◆ **DESCRIPTION OF THE TASK**
Among the lines below, a stretch begins at the one with "Target: metal chain" and ends at the one with "the tree trunk.". Repeat that stretch exactly, ends included.

* * * * * * *

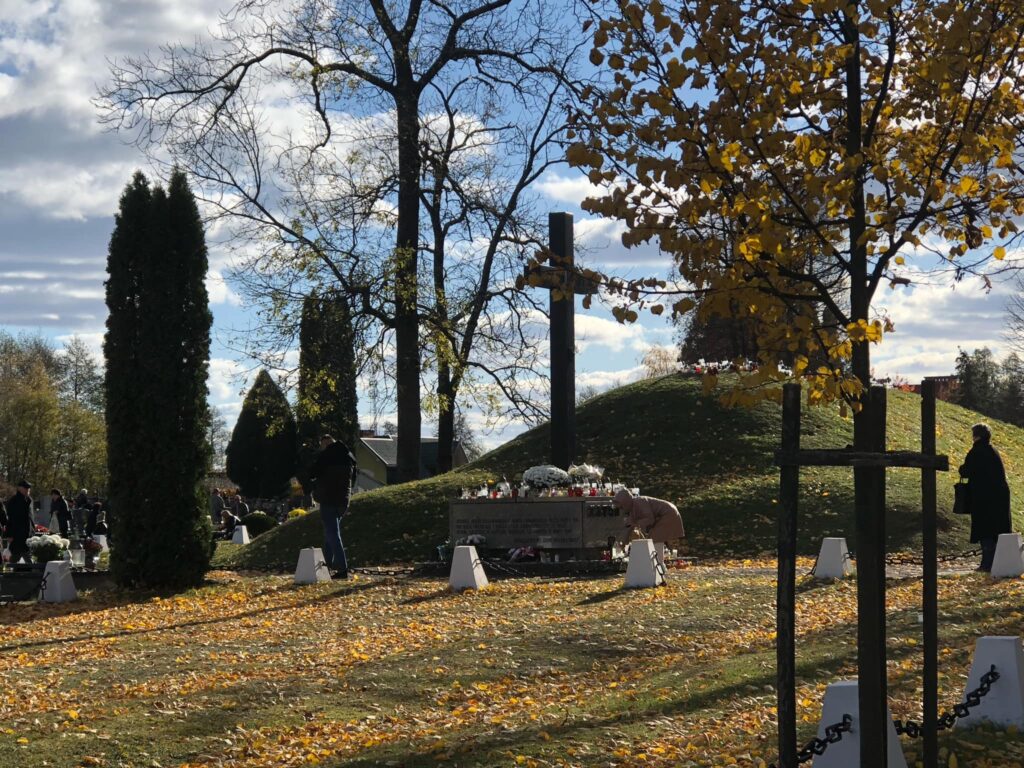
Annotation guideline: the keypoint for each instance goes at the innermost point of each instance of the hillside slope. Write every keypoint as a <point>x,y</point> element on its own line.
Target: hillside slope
<point>673,441</point>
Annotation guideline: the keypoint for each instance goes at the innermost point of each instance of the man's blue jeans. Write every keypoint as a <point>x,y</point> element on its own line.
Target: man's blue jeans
<point>334,550</point>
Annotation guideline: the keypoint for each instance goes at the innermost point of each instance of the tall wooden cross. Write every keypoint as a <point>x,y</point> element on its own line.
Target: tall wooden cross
<point>563,283</point>
<point>869,505</point>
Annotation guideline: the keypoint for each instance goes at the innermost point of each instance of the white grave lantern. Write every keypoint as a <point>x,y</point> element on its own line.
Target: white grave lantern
<point>58,586</point>
<point>834,560</point>
<point>841,698</point>
<point>311,566</point>
<point>1004,705</point>
<point>467,570</point>
<point>644,569</point>
<point>1008,563</point>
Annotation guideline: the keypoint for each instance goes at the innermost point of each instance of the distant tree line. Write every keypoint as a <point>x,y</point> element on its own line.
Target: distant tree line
<point>990,387</point>
<point>51,415</point>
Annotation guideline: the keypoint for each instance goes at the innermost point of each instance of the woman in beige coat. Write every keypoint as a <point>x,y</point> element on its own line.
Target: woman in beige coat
<point>659,520</point>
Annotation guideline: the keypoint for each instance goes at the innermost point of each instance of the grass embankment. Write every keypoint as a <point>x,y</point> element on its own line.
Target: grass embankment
<point>674,441</point>
<point>255,673</point>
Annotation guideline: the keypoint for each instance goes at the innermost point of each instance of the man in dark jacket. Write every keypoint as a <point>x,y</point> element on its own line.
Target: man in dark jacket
<point>58,507</point>
<point>988,494</point>
<point>19,523</point>
<point>332,473</point>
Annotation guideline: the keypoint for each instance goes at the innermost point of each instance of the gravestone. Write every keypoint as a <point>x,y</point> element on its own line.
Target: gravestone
<point>1009,562</point>
<point>1004,706</point>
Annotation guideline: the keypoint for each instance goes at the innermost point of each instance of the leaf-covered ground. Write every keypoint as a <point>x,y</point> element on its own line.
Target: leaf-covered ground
<point>677,442</point>
<point>253,671</point>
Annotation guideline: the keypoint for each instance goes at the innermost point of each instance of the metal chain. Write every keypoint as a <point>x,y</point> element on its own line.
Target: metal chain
<point>907,559</point>
<point>502,567</point>
<point>402,571</point>
<point>816,747</point>
<point>948,719</point>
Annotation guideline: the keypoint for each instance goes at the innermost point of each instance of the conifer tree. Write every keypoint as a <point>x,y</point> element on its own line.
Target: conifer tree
<point>261,452</point>
<point>157,349</point>
<point>327,400</point>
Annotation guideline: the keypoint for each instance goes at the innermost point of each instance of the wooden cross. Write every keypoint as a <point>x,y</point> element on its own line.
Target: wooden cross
<point>869,504</point>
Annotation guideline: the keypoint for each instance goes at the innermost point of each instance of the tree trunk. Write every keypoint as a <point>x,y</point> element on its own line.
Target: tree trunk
<point>407,326</point>
<point>445,418</point>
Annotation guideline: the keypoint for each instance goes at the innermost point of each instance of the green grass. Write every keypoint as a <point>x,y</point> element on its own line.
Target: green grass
<point>674,441</point>
<point>251,672</point>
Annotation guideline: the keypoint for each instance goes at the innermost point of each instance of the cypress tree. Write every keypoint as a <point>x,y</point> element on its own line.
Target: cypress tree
<point>157,349</point>
<point>327,399</point>
<point>261,452</point>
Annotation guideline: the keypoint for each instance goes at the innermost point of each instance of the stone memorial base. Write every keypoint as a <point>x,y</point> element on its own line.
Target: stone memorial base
<point>1004,706</point>
<point>467,570</point>
<point>834,560</point>
<point>311,566</point>
<point>1009,562</point>
<point>643,570</point>
<point>58,586</point>
<point>841,698</point>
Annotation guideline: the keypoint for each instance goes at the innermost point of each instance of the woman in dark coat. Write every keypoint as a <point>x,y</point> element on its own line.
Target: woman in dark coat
<point>988,495</point>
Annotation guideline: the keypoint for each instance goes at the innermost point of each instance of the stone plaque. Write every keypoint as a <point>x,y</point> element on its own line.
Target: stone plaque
<point>508,522</point>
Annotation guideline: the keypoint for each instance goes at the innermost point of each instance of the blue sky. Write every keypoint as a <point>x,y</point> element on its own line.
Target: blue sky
<point>60,175</point>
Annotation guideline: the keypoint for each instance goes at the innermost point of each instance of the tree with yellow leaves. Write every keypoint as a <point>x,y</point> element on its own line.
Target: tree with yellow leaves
<point>792,154</point>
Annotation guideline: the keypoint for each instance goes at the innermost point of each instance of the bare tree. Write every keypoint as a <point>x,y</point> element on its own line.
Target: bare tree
<point>226,110</point>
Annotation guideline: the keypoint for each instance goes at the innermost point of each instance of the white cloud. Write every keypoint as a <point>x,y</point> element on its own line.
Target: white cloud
<point>218,290</point>
<point>592,331</point>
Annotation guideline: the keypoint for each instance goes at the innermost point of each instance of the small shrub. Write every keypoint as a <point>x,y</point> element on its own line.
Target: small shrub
<point>258,522</point>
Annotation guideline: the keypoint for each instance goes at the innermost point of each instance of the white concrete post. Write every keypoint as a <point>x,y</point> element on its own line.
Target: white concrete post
<point>643,570</point>
<point>1005,702</point>
<point>311,566</point>
<point>467,570</point>
<point>59,586</point>
<point>834,560</point>
<point>1008,563</point>
<point>841,698</point>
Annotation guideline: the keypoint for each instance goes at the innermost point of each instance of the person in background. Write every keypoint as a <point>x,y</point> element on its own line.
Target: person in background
<point>657,519</point>
<point>81,509</point>
<point>19,523</point>
<point>216,506</point>
<point>332,473</point>
<point>987,496</point>
<point>58,507</point>
<point>90,522</point>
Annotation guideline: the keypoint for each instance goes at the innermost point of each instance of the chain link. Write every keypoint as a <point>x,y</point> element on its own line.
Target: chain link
<point>948,719</point>
<point>816,747</point>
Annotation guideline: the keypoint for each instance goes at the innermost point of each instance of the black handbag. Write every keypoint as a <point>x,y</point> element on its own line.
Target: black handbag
<point>960,499</point>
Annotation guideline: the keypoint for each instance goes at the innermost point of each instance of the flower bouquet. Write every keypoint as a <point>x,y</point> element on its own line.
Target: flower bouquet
<point>546,476</point>
<point>47,547</point>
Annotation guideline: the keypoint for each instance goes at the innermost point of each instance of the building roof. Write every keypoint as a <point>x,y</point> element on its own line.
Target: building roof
<point>386,449</point>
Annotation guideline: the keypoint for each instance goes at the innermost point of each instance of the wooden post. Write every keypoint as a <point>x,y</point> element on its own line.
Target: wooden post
<point>785,594</point>
<point>930,588</point>
<point>870,511</point>
<point>562,311</point>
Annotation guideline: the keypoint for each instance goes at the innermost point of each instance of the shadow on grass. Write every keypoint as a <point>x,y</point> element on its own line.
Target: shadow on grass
<point>347,590</point>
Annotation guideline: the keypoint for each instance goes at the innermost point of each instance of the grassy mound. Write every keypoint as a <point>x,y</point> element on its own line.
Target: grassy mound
<point>674,441</point>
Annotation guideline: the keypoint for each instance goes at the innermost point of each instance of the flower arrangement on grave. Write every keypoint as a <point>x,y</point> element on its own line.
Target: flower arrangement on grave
<point>546,476</point>
<point>586,473</point>
<point>47,547</point>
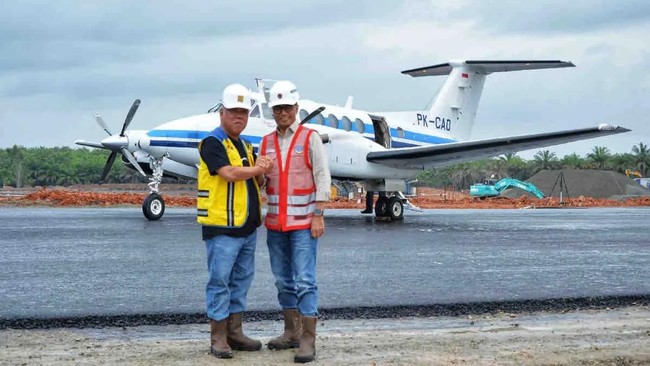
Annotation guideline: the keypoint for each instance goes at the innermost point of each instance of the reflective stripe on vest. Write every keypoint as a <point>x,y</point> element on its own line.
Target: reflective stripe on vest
<point>290,187</point>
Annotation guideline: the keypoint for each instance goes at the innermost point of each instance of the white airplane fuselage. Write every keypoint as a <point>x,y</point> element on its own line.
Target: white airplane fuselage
<point>349,142</point>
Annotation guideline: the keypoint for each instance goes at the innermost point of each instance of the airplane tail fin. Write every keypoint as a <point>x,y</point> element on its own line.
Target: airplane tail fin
<point>457,102</point>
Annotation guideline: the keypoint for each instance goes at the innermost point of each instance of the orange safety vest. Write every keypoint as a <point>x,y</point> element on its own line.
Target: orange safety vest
<point>290,187</point>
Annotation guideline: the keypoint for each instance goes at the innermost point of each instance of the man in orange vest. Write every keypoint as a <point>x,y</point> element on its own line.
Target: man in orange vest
<point>297,189</point>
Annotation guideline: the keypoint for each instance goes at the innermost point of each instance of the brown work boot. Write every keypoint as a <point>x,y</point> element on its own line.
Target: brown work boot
<point>218,339</point>
<point>290,338</point>
<point>307,350</point>
<point>236,337</point>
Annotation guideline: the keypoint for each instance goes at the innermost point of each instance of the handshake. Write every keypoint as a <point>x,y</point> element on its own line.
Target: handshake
<point>265,162</point>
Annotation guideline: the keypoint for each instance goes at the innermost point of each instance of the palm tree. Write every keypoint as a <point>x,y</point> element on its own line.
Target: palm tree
<point>599,156</point>
<point>642,157</point>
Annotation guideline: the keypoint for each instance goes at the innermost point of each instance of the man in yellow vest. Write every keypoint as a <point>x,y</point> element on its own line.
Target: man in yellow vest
<point>228,208</point>
<point>297,188</point>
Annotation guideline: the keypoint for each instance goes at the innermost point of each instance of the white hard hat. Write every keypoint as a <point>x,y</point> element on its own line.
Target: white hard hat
<point>236,96</point>
<point>283,92</point>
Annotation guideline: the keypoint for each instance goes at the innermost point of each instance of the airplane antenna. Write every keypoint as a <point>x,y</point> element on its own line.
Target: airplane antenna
<point>312,114</point>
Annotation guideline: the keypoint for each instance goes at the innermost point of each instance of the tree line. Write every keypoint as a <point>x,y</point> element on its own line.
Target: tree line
<point>64,166</point>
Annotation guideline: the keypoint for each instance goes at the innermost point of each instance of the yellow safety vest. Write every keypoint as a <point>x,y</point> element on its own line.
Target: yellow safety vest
<point>219,202</point>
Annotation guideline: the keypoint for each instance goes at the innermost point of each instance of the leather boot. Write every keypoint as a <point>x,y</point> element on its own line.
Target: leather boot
<point>290,338</point>
<point>307,350</point>
<point>218,339</point>
<point>236,337</point>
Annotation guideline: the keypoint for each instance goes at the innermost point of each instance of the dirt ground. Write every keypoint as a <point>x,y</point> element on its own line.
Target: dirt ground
<point>595,337</point>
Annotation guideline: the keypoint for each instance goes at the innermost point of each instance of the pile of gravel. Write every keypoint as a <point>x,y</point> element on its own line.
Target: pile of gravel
<point>588,183</point>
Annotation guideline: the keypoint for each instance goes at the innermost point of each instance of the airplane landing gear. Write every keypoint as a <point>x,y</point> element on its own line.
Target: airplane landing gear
<point>153,207</point>
<point>391,207</point>
<point>395,208</point>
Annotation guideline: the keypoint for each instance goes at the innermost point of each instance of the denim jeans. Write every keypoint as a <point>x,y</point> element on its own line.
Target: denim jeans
<point>293,263</point>
<point>231,264</point>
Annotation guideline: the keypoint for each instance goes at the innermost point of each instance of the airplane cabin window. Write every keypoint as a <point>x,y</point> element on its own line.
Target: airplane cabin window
<point>255,112</point>
<point>361,128</point>
<point>319,119</point>
<point>346,124</point>
<point>332,121</point>
<point>302,114</point>
<point>266,111</point>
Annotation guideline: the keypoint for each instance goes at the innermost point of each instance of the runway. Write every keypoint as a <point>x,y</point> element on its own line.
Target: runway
<point>69,262</point>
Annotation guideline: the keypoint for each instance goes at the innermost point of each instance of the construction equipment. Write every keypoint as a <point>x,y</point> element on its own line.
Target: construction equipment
<point>492,188</point>
<point>633,173</point>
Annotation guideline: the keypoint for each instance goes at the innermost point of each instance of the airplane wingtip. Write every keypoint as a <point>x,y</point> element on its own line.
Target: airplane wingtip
<point>608,127</point>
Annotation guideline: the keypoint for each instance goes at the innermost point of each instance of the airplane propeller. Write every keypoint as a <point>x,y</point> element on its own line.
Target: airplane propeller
<point>118,143</point>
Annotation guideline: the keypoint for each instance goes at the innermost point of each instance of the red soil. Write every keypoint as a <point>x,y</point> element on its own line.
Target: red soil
<point>426,198</point>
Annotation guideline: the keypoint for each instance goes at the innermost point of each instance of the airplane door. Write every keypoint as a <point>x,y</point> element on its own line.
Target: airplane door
<point>382,131</point>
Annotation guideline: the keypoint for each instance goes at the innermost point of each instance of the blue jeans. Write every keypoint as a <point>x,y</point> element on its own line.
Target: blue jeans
<point>231,264</point>
<point>293,262</point>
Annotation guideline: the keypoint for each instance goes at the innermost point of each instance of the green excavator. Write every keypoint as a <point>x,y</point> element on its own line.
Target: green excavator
<point>493,188</point>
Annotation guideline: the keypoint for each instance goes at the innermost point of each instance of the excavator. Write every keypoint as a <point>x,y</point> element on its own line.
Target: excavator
<point>493,188</point>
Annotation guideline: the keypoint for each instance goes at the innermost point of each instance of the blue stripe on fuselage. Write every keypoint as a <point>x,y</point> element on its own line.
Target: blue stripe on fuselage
<point>191,139</point>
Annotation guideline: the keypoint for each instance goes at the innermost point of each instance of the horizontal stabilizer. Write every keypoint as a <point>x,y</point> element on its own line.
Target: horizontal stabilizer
<point>424,157</point>
<point>487,67</point>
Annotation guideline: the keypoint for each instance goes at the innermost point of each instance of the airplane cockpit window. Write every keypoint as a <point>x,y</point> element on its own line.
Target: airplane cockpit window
<point>332,121</point>
<point>319,119</point>
<point>361,127</point>
<point>346,124</point>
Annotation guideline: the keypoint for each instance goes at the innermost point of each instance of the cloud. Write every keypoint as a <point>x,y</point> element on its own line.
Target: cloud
<point>63,61</point>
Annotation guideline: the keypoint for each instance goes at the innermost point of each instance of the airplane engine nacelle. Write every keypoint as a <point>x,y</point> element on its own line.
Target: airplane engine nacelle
<point>144,143</point>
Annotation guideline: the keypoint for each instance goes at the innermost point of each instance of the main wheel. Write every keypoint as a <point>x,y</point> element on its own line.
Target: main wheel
<point>381,207</point>
<point>395,209</point>
<point>153,207</point>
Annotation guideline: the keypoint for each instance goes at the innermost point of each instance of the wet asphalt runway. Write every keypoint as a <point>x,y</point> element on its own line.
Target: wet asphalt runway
<point>76,262</point>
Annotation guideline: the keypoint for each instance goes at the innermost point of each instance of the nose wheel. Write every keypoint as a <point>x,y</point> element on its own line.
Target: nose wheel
<point>153,207</point>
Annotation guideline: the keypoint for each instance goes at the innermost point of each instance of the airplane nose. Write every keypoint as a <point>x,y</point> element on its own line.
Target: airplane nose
<point>115,142</point>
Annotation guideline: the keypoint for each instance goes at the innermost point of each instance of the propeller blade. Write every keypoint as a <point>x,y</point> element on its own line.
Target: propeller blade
<point>312,114</point>
<point>90,144</point>
<point>102,124</point>
<point>108,166</point>
<point>129,116</point>
<point>127,154</point>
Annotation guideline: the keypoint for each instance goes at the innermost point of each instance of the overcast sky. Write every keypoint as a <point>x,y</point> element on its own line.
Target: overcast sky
<point>62,61</point>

* * * * * * *

◆ **THE COMPLETED TASK**
Target: metal chain
<point>907,559</point>
<point>502,567</point>
<point>402,571</point>
<point>816,747</point>
<point>948,719</point>
Annotation guideline: the keypoint for each instance goes at the innermost point of each instance of the conifer tree. Write every keypoint as a <point>x,y</point> element on its own line.
Target: conifer tree
<point>261,452</point>
<point>157,349</point>
<point>327,400</point>
Annotation guideline: the keypoint for each instance goes at the innermost point of each instance of the wooden cross. Write every keypoint as a <point>x,y</point> element on its own line.
Target: wooden cross
<point>869,504</point>
Annotation guideline: the keypoint for each instance goes at the innermost point of each instance of the tree trunk. Write every keypoint as a <point>x,y</point> element on its own line.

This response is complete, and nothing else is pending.